ACTIVITY: Transcribe the listing precisely, entry by entry.
Top of DATA
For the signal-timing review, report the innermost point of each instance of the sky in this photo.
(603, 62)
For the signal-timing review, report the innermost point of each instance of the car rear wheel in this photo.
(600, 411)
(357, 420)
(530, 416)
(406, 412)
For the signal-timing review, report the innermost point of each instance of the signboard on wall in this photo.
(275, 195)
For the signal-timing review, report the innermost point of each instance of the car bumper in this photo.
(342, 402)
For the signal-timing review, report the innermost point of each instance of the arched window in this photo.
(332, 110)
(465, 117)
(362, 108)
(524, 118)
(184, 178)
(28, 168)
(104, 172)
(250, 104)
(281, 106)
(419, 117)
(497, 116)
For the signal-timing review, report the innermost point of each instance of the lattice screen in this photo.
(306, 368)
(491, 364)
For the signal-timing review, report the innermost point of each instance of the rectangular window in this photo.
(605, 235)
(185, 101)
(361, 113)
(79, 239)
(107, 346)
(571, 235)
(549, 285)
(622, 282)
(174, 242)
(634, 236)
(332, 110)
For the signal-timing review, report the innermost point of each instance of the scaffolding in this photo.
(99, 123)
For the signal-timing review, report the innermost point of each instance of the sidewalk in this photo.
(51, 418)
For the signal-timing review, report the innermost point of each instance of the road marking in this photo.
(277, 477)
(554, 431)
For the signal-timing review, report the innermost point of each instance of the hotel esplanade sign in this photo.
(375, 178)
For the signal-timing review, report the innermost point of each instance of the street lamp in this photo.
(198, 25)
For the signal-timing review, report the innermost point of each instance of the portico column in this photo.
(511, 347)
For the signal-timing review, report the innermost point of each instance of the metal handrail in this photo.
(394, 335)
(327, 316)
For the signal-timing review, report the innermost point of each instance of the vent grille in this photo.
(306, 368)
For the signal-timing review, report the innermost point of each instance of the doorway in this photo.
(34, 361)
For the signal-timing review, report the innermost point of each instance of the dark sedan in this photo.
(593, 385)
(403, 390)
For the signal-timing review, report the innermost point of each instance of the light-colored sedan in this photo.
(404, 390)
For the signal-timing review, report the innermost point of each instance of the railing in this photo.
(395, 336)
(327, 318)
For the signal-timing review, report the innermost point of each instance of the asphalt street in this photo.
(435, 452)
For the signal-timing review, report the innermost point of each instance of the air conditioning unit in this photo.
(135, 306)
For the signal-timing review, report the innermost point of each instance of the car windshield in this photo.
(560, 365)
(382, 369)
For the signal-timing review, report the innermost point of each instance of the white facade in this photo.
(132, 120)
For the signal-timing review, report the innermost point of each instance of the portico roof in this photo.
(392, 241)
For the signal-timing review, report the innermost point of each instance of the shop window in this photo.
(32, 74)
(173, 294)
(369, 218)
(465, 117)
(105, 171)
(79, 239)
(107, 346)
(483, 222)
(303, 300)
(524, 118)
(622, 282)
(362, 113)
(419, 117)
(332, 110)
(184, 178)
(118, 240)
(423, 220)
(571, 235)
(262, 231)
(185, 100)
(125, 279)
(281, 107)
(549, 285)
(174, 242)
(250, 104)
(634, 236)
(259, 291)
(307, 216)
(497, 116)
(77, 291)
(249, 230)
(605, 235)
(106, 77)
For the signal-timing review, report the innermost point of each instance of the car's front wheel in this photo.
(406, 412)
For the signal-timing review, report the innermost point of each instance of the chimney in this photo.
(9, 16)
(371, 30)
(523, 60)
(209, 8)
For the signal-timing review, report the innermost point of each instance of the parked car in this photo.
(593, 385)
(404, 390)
Bottom of DATA
TASK SOLUTION:
For the signal-timing review, report the innermost point of each instance of the sky in this photo.
(603, 62)
For the signal-timing review, report the innermost point of each instance of the car rear wheel in this photo.
(600, 411)
(357, 420)
(530, 416)
(406, 412)
For the signal-timing review, report the innermost point of each instance of the signboard on wall in this photo.
(275, 195)
For the signal-timing review, report the innermost point of each instance of the car bumper in this photo.
(342, 402)
For the signal-timing review, report the innermost point of each instance of the arched window in this photo.
(332, 110)
(465, 117)
(362, 108)
(524, 118)
(184, 178)
(28, 168)
(104, 172)
(250, 104)
(281, 106)
(419, 117)
(497, 116)
For the signal-timing review, report the innermost point of each instance of the lattice screen in this photo.
(306, 368)
(491, 364)
For the signal-timing review, report the innermost point of each instance of the rectangular window in this photo.
(605, 235)
(185, 101)
(361, 113)
(79, 239)
(107, 346)
(571, 235)
(549, 285)
(622, 282)
(174, 242)
(634, 236)
(332, 110)
For the signal-timing review, report the innermost point of each instance of the scaffolding in this photo.
(99, 123)
For the signal-timing review, report the innermost point of each instance of the sidewalk in this photo.
(51, 418)
For the signal-timing review, report the innermost point of each instance of the road marking in this photo.
(277, 477)
(554, 431)
For the signal-timing review, report the innermost point of each instance of the hotel esplanade sign in this photo.
(375, 178)
For the signal-timing review, report the innermost point of each instance of the street lamp in this photo.
(198, 25)
For the signal-timing review, report the innermost point of each instance of the portico column in this photo.
(511, 347)
For the signal-timing review, report the innermost point of each instance of the metal handrail in this photo.
(394, 335)
(327, 316)
For the signal-timing review, report the innermost point of each instance of the vent grille in this photo.
(306, 368)
For the signal-timing review, report the innermost point of each instance of the doorway in this photo.
(34, 361)
For the signal-timing review, report the innermost point of each instance of the dark sedan in this photo.
(593, 385)
(403, 390)
For the signal-timing review, report the innermost point of each instance of the light-colored sedan in this photo.
(404, 390)
For the signal-timing review, report the innermost point of each instance of the railing in this photo.
(395, 336)
(327, 318)
For the signal-timing review, report the innermost point of each instance of the asphalt street in this photo.
(435, 452)
For the signal-timing review, report the innermost point of each instance of the air conditioning unit in this photo.
(135, 306)
For the signal-timing review, report the innermost point of each instance of the car windshield in this photo.
(560, 365)
(382, 369)
For the signal-timing review, report the innermost point of each instance of the white facade in this photo.
(132, 120)
For the signal-timing review, report the innermost point of each instance of the portico roof in this photo.
(392, 241)
For the signal-timing review, report the innermost point of each instance of the shop window in this photo.
(32, 74)
(173, 294)
(369, 218)
(465, 117)
(105, 171)
(79, 239)
(107, 346)
(483, 222)
(303, 300)
(524, 118)
(622, 282)
(362, 113)
(419, 117)
(332, 110)
(184, 178)
(118, 240)
(423, 220)
(571, 235)
(262, 231)
(185, 100)
(125, 279)
(281, 107)
(549, 285)
(174, 242)
(250, 104)
(634, 236)
(259, 291)
(307, 216)
(497, 116)
(77, 291)
(249, 230)
(605, 235)
(106, 77)
For the signal-timing review, report the innermost point of each instance of the car's front wheel in this photo.
(406, 412)
For the signal-timing review, report the innermost point of each instance of the chimney in this photo.
(9, 16)
(371, 30)
(523, 60)
(209, 8)
For the signal-timing review, report the innermost point of each instance of the parked car in this photo.
(593, 385)
(404, 390)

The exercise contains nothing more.